## What the exercise asks:
Repeat each line of the records below exactly.
----- Data to use
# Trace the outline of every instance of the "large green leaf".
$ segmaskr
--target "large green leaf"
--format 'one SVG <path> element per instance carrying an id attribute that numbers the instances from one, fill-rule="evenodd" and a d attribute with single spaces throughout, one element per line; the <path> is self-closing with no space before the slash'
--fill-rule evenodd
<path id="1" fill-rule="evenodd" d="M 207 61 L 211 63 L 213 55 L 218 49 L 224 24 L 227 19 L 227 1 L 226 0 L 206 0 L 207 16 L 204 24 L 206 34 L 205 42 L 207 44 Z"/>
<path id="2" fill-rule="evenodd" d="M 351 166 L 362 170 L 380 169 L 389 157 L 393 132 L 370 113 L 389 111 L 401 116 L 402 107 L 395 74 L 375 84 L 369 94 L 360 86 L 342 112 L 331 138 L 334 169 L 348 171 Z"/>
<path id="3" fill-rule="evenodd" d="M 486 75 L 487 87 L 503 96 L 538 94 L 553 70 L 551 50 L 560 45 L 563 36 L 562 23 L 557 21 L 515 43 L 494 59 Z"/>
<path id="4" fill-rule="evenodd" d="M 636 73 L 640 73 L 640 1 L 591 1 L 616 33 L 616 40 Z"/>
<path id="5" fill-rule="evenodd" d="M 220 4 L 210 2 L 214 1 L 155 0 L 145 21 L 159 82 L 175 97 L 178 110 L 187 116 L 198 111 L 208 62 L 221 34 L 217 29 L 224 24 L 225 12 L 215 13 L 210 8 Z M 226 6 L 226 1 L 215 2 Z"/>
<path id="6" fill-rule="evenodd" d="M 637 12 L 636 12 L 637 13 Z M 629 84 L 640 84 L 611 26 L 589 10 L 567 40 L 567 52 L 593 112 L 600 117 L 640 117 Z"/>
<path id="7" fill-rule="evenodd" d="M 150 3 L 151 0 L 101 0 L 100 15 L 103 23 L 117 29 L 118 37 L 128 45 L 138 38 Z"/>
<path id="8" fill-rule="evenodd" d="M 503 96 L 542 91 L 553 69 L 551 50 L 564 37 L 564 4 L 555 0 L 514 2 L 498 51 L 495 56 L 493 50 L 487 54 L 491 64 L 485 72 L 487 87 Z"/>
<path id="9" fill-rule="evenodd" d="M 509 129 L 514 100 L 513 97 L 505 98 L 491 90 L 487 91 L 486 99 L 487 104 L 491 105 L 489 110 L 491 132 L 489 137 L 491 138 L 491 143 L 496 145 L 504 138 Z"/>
----------
## Reply:
# Trace the outline of every instance of the "large green leaf".
$ segmaskr
--target "large green leaf"
--format 'one SVG <path> element per instance carrying an id attribute that numbers the instances from one, fill-rule="evenodd" and a d attribute with single spaces throughout, one element per line; the <path> is self-closing with no space before the slash'
--fill-rule evenodd
<path id="1" fill-rule="evenodd" d="M 207 61 L 211 63 L 213 55 L 218 49 L 224 24 L 227 19 L 227 1 L 226 0 L 206 0 L 207 16 L 204 24 L 206 34 L 205 42 L 207 44 Z"/>
<path id="2" fill-rule="evenodd" d="M 351 166 L 362 170 L 380 169 L 389 157 L 393 132 L 370 113 L 389 111 L 401 116 L 402 107 L 395 74 L 375 84 L 369 94 L 360 86 L 342 112 L 331 138 L 334 169 L 348 171 Z"/>
<path id="3" fill-rule="evenodd" d="M 486 75 L 487 87 L 503 96 L 538 94 L 553 70 L 551 50 L 560 45 L 563 36 L 562 23 L 557 21 L 515 43 L 494 59 Z"/>
<path id="4" fill-rule="evenodd" d="M 636 73 L 640 73 L 640 1 L 591 1 L 616 33 L 616 40 Z"/>
<path id="5" fill-rule="evenodd" d="M 220 4 L 210 2 L 214 1 L 155 0 L 145 21 L 159 82 L 175 97 L 178 110 L 187 116 L 198 111 L 208 62 L 221 34 L 217 29 L 224 24 L 225 12 L 215 13 L 210 8 Z M 226 6 L 226 1 L 215 2 Z"/>
<path id="6" fill-rule="evenodd" d="M 637 12 L 636 12 L 637 13 Z M 629 84 L 640 84 L 611 26 L 589 10 L 567 40 L 567 52 L 593 112 L 600 117 L 640 117 Z"/>
<path id="7" fill-rule="evenodd" d="M 150 3 L 151 0 L 101 0 L 100 15 L 103 23 L 117 29 L 118 37 L 128 45 L 138 38 Z"/>
<path id="8" fill-rule="evenodd" d="M 503 96 L 542 91 L 553 69 L 551 50 L 564 37 L 564 4 L 555 0 L 514 2 L 498 51 L 495 56 L 493 50 L 487 54 L 491 64 L 485 72 L 487 87 Z"/>
<path id="9" fill-rule="evenodd" d="M 509 129 L 514 100 L 513 97 L 505 98 L 491 90 L 487 91 L 486 99 L 487 104 L 491 105 L 489 110 L 491 132 L 489 137 L 491 138 L 491 143 L 496 145 L 504 138 Z"/>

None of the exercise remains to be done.